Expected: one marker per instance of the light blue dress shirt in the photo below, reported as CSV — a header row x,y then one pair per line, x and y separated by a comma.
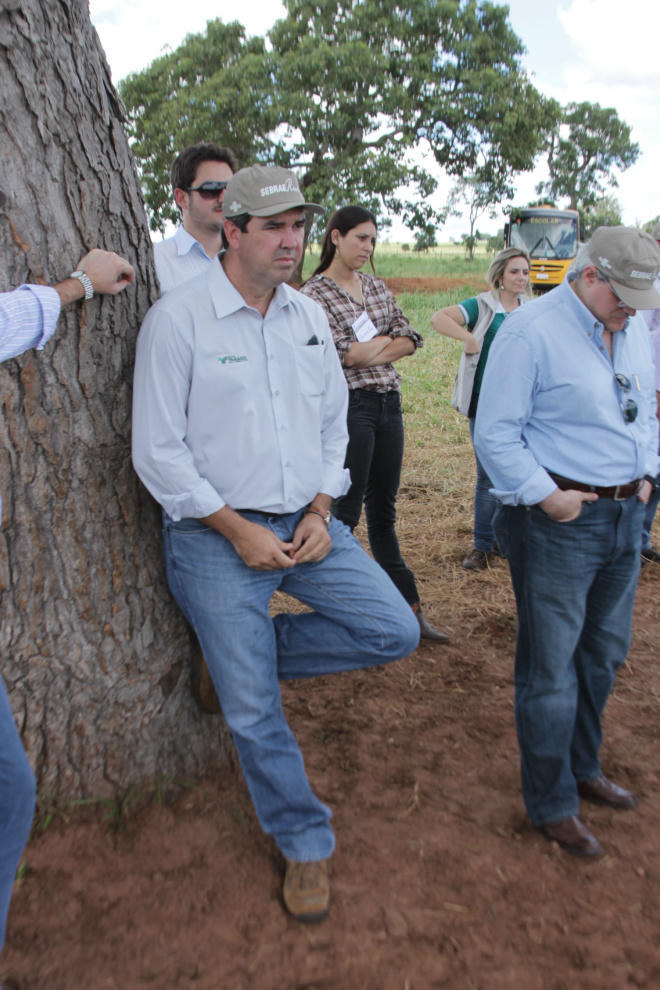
x,y
234,408
178,259
28,317
550,400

** What is being asked **
Wherever a picture appears in the listing above, drop it, and restate the rest exactly.

** Task response **
Expected: one marker per instance of the light blue dress shirt in the photo below, reported as CSV — a header row x,y then one pair per line, x and y separated by a comma.
x,y
234,408
178,259
28,317
550,400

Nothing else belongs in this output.